- [The problem] For each line of the data below that contains "skin", return that line.

- [Provided records]
******************************

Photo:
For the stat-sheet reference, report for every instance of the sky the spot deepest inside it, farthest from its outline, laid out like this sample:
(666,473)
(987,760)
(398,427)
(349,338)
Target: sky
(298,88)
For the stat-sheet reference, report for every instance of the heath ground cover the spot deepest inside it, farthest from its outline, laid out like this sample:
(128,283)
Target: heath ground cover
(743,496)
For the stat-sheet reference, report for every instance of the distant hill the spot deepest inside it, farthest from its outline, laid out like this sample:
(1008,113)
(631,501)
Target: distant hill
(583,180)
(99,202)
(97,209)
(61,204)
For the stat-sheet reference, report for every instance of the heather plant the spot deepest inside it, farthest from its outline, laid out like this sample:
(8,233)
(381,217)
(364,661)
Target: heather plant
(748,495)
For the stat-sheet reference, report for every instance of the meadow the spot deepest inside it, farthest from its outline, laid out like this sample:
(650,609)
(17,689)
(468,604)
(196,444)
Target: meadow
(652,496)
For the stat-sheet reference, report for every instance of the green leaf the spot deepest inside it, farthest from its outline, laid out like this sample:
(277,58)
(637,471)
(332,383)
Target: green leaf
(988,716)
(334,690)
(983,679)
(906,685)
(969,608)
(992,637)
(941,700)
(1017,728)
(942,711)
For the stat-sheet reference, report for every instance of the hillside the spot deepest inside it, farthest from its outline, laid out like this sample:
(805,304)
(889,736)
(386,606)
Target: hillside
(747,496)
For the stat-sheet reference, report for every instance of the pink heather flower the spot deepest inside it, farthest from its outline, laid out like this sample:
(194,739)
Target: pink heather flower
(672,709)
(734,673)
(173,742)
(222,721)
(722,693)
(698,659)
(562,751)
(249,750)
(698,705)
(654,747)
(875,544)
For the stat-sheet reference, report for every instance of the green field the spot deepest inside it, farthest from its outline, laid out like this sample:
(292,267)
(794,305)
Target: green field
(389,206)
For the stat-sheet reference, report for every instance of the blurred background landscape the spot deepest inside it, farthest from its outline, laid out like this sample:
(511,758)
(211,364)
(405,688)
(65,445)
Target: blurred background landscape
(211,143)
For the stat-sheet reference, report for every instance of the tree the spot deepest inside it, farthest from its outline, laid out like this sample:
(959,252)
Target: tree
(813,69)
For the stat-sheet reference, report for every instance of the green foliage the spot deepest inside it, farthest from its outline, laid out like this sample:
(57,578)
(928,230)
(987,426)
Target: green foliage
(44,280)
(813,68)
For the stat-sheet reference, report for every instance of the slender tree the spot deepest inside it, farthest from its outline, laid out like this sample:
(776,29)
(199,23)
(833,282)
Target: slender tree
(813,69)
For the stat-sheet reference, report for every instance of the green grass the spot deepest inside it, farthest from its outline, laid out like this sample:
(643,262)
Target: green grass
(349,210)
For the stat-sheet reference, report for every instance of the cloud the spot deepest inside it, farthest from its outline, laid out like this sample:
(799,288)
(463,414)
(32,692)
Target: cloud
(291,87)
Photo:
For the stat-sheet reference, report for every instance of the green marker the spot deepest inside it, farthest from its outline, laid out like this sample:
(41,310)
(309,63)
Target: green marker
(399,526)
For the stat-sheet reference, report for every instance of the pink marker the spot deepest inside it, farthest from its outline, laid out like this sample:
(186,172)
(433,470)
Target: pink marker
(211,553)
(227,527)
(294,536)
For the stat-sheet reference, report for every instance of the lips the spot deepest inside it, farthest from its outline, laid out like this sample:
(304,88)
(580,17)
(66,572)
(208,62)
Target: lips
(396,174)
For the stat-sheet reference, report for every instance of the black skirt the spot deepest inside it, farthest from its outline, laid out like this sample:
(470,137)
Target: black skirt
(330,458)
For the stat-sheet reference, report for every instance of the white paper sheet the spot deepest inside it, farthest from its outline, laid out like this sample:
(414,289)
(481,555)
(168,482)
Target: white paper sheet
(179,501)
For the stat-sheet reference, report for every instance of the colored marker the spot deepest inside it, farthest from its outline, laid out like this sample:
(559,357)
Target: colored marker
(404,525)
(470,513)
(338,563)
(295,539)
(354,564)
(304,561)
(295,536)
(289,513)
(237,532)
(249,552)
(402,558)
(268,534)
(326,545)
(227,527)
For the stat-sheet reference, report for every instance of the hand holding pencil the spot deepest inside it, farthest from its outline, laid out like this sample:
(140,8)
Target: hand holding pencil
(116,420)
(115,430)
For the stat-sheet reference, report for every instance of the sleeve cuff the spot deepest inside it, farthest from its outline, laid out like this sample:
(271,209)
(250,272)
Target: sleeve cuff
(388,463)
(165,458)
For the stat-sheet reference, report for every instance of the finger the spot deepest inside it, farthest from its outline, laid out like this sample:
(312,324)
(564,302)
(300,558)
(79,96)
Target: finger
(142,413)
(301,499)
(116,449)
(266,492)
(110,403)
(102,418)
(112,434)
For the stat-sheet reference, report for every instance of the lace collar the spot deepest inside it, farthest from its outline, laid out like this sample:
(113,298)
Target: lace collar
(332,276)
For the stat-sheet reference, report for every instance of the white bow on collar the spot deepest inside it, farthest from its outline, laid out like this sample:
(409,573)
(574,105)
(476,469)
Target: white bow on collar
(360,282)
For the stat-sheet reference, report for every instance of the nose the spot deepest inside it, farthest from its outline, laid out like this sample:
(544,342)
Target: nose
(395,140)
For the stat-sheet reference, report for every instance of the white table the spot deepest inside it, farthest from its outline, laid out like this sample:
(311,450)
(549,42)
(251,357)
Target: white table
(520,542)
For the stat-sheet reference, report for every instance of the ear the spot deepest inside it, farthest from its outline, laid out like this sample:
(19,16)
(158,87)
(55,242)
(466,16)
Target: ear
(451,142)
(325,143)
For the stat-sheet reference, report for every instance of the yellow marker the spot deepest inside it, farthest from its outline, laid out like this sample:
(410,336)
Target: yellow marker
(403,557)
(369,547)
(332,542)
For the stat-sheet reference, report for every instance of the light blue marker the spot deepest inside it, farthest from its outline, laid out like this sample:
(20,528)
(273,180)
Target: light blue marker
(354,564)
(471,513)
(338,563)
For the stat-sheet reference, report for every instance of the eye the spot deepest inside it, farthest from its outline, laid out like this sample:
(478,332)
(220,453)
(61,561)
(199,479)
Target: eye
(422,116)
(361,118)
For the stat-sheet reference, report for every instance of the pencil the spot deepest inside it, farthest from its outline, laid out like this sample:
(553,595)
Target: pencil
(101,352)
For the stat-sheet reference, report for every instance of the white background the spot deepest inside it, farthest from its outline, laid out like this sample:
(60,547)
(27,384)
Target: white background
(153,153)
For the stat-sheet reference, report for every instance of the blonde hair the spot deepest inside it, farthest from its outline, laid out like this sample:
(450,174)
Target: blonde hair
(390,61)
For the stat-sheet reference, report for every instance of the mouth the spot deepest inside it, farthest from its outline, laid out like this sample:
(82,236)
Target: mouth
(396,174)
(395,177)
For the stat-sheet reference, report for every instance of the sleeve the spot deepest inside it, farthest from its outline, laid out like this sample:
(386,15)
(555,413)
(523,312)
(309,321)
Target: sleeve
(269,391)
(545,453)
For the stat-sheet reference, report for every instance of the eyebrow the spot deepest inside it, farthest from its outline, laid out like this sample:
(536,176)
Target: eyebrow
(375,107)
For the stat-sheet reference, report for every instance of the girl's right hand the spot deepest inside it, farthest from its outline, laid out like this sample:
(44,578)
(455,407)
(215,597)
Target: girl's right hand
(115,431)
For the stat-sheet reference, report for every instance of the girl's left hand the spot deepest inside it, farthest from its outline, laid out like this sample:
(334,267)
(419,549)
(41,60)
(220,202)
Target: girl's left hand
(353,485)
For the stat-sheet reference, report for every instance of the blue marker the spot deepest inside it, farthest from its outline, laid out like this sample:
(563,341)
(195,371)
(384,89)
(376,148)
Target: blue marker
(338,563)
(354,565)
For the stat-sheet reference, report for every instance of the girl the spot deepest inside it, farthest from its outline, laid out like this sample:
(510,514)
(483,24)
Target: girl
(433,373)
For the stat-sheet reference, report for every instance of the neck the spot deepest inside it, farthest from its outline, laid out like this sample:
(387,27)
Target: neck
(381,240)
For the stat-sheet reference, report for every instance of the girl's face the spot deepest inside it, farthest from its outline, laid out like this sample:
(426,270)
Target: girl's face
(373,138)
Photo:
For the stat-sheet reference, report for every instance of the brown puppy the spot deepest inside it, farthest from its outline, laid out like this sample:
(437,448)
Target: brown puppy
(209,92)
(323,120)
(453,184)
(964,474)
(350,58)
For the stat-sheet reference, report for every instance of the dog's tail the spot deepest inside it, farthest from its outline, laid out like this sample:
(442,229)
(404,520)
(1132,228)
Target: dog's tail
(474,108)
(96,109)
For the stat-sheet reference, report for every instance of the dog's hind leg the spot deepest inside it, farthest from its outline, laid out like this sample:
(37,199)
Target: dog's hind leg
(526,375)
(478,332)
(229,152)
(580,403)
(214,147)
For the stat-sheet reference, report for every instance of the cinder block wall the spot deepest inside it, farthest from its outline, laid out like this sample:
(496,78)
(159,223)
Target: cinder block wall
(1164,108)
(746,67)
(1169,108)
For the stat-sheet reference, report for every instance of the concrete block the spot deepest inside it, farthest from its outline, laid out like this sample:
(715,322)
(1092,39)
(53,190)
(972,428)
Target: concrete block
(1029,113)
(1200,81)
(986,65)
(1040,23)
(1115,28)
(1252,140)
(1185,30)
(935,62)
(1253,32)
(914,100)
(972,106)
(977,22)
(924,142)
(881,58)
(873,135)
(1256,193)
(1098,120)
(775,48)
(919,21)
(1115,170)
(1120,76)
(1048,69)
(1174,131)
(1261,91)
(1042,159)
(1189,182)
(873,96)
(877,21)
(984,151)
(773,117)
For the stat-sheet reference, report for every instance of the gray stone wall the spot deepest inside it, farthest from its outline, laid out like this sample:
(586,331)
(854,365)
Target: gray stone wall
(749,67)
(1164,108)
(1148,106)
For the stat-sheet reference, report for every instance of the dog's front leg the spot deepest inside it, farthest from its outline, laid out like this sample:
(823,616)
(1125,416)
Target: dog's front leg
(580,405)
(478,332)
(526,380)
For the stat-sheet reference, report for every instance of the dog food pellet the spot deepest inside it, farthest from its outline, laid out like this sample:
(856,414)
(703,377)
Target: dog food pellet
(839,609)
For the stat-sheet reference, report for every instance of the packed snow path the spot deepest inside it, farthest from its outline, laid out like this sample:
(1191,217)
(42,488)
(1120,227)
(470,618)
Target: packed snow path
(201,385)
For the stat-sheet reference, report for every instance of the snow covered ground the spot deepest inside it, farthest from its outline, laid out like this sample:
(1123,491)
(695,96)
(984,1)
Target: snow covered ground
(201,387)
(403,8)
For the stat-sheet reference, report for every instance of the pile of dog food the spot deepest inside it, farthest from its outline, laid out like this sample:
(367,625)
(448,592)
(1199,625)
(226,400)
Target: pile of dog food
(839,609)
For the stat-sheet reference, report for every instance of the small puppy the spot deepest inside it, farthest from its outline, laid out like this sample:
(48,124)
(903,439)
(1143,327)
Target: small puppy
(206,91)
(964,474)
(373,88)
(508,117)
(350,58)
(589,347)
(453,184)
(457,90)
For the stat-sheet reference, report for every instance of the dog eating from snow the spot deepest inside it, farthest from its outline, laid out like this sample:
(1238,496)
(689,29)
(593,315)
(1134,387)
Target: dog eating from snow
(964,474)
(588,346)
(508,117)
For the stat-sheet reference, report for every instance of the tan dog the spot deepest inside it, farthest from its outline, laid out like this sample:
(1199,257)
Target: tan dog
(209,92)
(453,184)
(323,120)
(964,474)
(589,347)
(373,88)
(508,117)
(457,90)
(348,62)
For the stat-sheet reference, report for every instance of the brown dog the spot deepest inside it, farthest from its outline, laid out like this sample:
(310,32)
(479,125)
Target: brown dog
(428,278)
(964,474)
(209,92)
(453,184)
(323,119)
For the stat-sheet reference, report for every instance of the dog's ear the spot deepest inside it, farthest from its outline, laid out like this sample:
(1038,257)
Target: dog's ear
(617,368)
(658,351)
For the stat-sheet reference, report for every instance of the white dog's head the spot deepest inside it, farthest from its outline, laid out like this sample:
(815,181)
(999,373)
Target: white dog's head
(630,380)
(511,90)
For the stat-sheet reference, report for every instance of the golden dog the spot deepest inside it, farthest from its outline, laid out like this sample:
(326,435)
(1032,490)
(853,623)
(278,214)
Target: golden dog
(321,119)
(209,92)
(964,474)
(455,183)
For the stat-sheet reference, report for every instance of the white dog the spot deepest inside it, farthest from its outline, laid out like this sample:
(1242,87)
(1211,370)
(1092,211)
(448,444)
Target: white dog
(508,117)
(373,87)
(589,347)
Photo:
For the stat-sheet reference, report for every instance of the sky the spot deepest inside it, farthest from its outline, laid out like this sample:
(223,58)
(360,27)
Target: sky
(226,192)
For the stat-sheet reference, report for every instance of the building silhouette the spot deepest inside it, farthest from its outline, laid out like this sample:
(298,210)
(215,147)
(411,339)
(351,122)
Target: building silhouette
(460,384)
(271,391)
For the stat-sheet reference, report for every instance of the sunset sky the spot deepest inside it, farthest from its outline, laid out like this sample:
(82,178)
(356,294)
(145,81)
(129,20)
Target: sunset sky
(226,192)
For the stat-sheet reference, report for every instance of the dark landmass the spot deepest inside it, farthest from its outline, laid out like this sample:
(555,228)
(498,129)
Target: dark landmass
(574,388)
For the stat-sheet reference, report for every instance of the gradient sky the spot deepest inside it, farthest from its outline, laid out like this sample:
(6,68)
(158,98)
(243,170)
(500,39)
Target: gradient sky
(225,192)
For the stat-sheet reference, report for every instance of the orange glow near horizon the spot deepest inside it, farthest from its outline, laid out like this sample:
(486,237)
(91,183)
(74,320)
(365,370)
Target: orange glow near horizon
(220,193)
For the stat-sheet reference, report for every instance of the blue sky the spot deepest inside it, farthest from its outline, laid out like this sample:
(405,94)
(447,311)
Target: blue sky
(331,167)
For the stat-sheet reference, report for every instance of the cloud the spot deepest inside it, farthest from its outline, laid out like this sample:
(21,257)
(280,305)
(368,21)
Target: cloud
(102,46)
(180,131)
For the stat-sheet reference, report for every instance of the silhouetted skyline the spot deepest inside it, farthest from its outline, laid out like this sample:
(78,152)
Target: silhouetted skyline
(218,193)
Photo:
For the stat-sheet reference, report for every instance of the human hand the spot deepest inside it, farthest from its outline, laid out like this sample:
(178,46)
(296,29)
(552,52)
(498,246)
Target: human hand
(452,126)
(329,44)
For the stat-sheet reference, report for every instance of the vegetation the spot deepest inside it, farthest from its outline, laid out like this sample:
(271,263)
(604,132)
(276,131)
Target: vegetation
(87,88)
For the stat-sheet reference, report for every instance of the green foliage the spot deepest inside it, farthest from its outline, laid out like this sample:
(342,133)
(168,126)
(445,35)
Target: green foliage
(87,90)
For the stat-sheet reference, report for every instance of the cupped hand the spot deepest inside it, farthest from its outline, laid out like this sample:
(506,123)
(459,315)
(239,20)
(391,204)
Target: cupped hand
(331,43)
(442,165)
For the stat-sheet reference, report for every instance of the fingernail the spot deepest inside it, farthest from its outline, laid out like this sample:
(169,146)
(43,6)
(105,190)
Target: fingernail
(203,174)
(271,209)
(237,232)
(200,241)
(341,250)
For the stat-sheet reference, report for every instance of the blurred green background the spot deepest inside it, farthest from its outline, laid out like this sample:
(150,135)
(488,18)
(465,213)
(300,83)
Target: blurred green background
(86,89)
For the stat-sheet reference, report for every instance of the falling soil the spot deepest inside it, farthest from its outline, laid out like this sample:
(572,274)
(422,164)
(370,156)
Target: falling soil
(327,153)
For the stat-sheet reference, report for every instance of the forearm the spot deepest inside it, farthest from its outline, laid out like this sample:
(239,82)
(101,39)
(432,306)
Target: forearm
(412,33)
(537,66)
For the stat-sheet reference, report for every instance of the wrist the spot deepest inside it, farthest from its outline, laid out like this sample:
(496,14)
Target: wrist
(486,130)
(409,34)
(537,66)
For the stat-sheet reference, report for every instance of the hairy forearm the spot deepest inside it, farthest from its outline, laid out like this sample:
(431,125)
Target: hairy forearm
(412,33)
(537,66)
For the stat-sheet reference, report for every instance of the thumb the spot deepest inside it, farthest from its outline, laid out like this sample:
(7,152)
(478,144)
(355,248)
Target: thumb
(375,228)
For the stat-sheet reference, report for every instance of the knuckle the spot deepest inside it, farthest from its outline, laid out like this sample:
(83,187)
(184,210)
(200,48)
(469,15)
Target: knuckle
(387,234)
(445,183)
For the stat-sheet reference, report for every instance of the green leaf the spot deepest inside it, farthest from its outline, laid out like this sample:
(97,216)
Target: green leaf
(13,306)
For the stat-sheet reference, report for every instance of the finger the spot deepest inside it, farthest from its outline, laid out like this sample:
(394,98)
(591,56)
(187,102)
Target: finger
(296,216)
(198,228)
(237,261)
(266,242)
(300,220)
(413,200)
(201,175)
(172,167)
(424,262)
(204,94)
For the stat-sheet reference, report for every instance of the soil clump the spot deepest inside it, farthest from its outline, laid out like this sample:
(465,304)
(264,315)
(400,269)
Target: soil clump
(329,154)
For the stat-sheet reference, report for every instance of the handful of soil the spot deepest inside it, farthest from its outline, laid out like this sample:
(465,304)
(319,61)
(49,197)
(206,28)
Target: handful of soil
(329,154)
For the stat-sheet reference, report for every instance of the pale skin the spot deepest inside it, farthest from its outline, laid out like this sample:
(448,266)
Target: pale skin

******************************

- [Worked solution]
For the stat-sheet reference, report for every instance of the pale skin the spot deepest inside it, farthest from its outline, laid out like this sample:
Target: pale skin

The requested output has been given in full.